__FONTE__:
--- --- ---
Essa é a forma mais bacana e mais ignorada pelas organizações. Enquanto a visualização é comum e as empresas correm para adotar ferramentas para fazê-la, as métricas acabam esquecidas. É um cenário interessante, todos dizem que são muito importantes, todos precisam delas, mas ninguém as têm. Quando têm, não utilizam. 

Você pergunta: “Como está a aquisição de clientes do produto X?” A resposta: “Sinto que está melhorando”. E se você questiona: “O Projeto Y tem um retorno de quanto?” Respondem: “Temos o feeling de que será estrondoso”.

Feeling?

Até hoje, só conheço uma pessoa que ganhou dinheiro com feelings (sentimentos). Foi o Morris Albert que, apesar do nome, é brasileiro e o compositor de: Feelings. Você conhece a letra:

🎵“Feelings
Nothing more than feelings
Trying to forget my feelings of love” 🎶

Se ficou com curiosidade, ouça a música completa.

Vamos retornar ao que importa de verdade

As métricas não são opcionais, são essenciais para o funcionamento de qualquer empresa, time e até mesmo de você. Confira algumas perguntas que as métricas nos ajudam a responder:

  • Quanto ganhamos no trimestre passado?
  • Qual o nível de satisfação de nossos clientes?
  • Quantos clientes perdemos no último mês?
  • Quantos clientes chegaram no último mês?
  • Quanto tempo leva entre nós nos comprometermos com algo e entregarmos isso para os clientes?
  • Em quantos itens estamos trabalhando simultaneamente?
  • Há reclamações dos clientes?
  • Produzimos muitos defeitos?
  • Nosso time está satisfeito por trabalhar aqui?

Sem as métricas, você não terá respostas, você terá sentimentos. São muito bons, é verdade, mas não pagam as contas no final do mês. Também não ajudam a demonstrar se o seu time é necessário ou não para a sua empresa.

Imagine que vocês estão correndo uma maratona (42,20 Km). Em que ponto da corrida vocês estão?

Gráficos

Métricas são como uma foto. Dizem como você está naquele momento. Já gráficos são filmes. Eles contam uma história sobre o que aconteceu até chegarmos ali. Há diversos gráficos que são muito importantes, como:

  • Histograma de Lead time
  • Cumulative Flow Diagram (CFD ou Gráfico de Fluxo Cumulativo, em tradução livre)
  • Gráfico comparativo de clientes ativos, aquisições e churn, e muitos outros.
Exemplo de histograma de lead time

Antes de você escolher um gráfico, sugiro considerar esses 6 pontos:

  1. Qual história você quer contar? São muitas histórias possíveis. A melhor é aquela que endereça o pior bode que está na sala.
--- --- ---
Dados de origem:
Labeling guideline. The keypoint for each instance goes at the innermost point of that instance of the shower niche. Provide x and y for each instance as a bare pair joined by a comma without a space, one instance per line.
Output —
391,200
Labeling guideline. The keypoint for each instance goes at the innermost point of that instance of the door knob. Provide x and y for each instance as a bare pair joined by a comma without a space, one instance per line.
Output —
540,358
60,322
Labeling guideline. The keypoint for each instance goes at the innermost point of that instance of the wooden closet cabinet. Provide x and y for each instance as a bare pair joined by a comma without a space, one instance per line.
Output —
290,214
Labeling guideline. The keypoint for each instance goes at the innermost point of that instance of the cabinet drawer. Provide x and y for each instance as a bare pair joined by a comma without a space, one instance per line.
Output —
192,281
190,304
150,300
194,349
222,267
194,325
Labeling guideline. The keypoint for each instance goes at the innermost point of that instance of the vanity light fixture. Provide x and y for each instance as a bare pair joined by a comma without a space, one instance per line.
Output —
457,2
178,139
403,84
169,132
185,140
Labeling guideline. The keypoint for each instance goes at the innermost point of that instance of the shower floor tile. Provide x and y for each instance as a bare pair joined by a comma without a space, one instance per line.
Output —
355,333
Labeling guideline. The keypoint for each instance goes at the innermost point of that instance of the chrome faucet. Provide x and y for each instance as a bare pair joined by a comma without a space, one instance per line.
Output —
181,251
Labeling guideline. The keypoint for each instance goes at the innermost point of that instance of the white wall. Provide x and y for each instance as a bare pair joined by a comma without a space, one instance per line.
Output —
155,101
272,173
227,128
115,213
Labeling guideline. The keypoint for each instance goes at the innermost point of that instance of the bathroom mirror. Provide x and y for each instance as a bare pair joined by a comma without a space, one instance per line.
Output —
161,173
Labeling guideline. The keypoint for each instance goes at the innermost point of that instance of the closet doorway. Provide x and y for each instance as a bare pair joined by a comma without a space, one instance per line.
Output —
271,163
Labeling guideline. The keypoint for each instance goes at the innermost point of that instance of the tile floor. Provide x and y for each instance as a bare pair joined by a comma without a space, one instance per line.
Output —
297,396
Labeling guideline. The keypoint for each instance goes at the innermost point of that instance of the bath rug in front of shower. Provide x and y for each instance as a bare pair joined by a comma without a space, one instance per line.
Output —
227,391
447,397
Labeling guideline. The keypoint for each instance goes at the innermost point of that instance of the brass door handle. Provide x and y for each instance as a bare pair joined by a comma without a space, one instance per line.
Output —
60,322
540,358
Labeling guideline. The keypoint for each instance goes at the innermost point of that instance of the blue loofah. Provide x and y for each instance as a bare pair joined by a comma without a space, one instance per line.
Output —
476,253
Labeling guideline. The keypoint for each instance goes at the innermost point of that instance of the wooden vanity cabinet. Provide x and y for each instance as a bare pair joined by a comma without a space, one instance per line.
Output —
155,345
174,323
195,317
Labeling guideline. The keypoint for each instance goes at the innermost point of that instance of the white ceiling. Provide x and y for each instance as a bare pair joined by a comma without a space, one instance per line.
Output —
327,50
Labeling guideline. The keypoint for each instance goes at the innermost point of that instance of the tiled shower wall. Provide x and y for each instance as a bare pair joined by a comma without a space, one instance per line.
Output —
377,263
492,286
--- --- ---
__INSTRUÇÃO ESCRITA A__:
No texto sobre métricas, a que são comparados as métricas e os gráficos?
__INSTRUÇÃO ESCRITA B__:
Extraia do texto sobre métricas o trecho de "As métricas não" a "a sua empresa.", sem mudar nada.

__RESPOSTA ESCRITA A__:
As métricas são comparadas a uma foto, e os gráficos, a filmes.

__RESPOSTA ESCRITA B__:
As métricas não são opcionais, são essenciais para o funcionamento de qualquer empresa, time e até mesmo de você. Confira algumas perguntas que as métricas nos ajudam a responder:

  • Quanto ganhamos no trimestre passado?
  • Qual o nível de satisfação de nossos clientes?
  • Quantos clientes perdemos no último mês?
  • Quantos clientes chegaram no último mês?
  • Quanto tempo leva entre nós nos comprometermos com algo e entregarmos isso para os clientes?
  • Em quantos itens estamos trabalhando simultaneamente?
  • Há reclamações dos clientes?
  • Produzimos muitos defeitos?
  • Nosso time está satisfeito por trabalhar aqui?

Sem as métricas, você não terá respostas, você terá sentimentos. São muito bons, é verdade, mas não pagam as contas no final do mês. Também não ajudam a demonstrar se o seu time é necessário ou não para a sua empresa.